▶ [Instructions to follow]: Copy whichever lines of the data hold the word "target".

▶ [Provided data]:
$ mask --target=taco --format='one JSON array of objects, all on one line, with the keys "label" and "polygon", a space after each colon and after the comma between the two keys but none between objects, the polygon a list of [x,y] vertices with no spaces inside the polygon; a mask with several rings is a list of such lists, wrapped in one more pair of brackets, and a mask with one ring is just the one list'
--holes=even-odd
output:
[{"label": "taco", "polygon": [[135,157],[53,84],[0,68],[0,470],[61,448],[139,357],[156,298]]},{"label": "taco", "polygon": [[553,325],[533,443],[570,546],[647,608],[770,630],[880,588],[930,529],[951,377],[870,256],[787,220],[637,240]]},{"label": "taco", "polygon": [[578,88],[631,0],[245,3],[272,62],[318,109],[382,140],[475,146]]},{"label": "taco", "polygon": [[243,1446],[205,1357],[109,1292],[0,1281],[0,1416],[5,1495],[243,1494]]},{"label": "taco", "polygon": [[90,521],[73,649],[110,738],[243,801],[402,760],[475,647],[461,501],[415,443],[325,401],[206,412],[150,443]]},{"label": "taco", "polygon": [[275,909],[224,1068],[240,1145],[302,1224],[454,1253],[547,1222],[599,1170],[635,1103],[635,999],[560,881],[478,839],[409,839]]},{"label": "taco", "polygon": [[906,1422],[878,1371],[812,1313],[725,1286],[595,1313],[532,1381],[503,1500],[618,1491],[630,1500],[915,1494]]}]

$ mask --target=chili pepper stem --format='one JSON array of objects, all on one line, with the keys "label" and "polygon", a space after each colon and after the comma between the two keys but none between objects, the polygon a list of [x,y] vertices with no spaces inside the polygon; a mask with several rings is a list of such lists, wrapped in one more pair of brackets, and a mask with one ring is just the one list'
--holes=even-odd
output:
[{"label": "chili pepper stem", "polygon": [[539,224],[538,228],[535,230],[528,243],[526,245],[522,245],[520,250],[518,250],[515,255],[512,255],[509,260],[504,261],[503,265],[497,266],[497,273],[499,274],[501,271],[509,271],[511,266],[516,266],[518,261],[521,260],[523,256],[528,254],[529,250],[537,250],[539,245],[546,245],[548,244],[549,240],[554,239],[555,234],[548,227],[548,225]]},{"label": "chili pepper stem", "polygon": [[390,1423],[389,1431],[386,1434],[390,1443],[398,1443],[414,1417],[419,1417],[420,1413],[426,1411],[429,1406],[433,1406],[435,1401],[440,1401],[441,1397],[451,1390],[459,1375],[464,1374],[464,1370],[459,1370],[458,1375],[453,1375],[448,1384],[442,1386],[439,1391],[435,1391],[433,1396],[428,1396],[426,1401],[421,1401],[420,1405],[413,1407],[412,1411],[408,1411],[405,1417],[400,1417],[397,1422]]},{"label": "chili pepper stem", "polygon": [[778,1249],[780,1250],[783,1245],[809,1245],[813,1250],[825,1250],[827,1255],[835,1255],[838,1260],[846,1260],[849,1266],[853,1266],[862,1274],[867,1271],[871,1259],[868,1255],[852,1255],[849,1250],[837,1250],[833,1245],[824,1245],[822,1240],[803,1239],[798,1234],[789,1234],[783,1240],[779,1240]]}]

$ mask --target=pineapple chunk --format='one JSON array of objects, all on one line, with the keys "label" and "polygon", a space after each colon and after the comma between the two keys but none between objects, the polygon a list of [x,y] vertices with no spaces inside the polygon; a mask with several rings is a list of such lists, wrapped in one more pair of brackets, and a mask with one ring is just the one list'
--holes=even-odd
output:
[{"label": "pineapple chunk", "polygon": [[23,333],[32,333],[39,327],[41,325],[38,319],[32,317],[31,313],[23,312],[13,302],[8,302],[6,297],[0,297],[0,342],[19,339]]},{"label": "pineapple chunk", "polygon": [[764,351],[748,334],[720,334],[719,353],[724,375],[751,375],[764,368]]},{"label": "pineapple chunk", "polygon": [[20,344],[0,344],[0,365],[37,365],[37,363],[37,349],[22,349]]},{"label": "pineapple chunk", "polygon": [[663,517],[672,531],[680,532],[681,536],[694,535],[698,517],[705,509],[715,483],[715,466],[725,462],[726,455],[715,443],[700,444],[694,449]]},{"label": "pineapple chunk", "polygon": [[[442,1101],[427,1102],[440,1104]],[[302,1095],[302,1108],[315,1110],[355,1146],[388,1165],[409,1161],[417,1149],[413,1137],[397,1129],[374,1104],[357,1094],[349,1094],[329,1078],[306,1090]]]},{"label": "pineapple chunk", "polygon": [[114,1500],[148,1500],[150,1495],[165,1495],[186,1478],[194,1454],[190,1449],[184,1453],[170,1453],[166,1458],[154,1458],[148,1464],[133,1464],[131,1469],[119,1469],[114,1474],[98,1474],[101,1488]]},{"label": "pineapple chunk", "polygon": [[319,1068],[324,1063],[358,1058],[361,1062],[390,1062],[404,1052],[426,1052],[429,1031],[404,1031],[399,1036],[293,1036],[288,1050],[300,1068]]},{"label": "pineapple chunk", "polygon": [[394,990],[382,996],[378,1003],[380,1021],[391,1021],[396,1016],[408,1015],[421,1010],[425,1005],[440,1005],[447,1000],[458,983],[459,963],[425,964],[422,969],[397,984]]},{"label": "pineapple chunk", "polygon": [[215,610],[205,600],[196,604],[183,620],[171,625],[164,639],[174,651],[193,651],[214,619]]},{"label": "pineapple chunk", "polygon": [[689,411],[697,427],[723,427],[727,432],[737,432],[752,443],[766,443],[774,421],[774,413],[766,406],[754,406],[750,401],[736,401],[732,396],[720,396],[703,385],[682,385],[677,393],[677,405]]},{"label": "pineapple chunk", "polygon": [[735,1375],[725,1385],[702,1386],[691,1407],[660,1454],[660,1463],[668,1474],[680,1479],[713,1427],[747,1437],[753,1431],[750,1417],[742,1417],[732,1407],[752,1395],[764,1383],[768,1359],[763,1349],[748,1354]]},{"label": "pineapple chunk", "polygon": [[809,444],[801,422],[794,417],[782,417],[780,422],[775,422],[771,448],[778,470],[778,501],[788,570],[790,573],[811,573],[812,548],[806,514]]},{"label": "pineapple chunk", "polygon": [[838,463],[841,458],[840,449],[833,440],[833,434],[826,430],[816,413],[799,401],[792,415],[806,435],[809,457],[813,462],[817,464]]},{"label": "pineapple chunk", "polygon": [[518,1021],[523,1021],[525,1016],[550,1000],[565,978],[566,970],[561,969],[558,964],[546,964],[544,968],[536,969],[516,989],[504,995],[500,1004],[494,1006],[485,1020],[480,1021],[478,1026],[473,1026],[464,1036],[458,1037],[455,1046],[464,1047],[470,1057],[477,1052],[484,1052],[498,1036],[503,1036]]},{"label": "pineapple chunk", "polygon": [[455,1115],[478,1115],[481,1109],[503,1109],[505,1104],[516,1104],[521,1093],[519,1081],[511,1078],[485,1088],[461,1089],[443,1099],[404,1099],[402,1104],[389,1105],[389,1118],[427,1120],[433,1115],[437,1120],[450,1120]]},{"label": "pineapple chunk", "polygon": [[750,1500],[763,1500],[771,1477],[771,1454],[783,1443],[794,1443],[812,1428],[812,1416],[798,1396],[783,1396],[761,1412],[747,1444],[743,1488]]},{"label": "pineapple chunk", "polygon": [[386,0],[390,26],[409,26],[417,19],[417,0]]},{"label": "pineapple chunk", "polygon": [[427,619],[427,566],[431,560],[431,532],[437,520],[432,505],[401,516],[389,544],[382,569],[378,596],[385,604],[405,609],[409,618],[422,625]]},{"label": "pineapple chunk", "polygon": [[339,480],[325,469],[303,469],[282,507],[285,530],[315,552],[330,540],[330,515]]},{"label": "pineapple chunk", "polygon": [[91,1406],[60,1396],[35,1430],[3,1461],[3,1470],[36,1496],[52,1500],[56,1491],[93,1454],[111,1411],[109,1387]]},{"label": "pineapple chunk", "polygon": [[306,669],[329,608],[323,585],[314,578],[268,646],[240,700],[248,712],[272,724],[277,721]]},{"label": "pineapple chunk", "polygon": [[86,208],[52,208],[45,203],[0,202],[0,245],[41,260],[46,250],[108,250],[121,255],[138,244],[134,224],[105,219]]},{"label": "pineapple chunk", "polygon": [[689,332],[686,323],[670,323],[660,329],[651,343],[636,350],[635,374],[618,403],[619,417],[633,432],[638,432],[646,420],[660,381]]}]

▶ [Output below]:
$ mask --target=taco --format='one JSON array of objects, all on one line, with the keys "label" and "polygon", a space after each colon and after the comma between the two keys but none between objects, the polygon a list of [x,y] vertices with no spaces inside the polygon; a mask with several rings is a list of such lists, wrapped in one more pair of brackets, and a mask with one ring is just the one list'
$ mask --target=chili pepper stem --format='one JSON array of objects, all on one line, with the keys "label" and "polygon", a space after each colon and after the comma between the two keys but none between objects, the polygon a list of [x,y] vertices with no spaces inside the polygon; a mask with several rings is a list of such lists, wrapped in one more pair of brackets, and a mask with one ring is just the one list'
$ mask --target=pineapple chunk --format='one JSON array of objects, all on one line, with the keys "label" and "polygon", a space after each colon and after the comma between the two keys but none between objects, the polygon a list of [x,y] vertices with no spaces inside the polygon; a mask with several rings is a list of such lists, wrapped in one more pair of brackets, and a mask with one ring is just the one list'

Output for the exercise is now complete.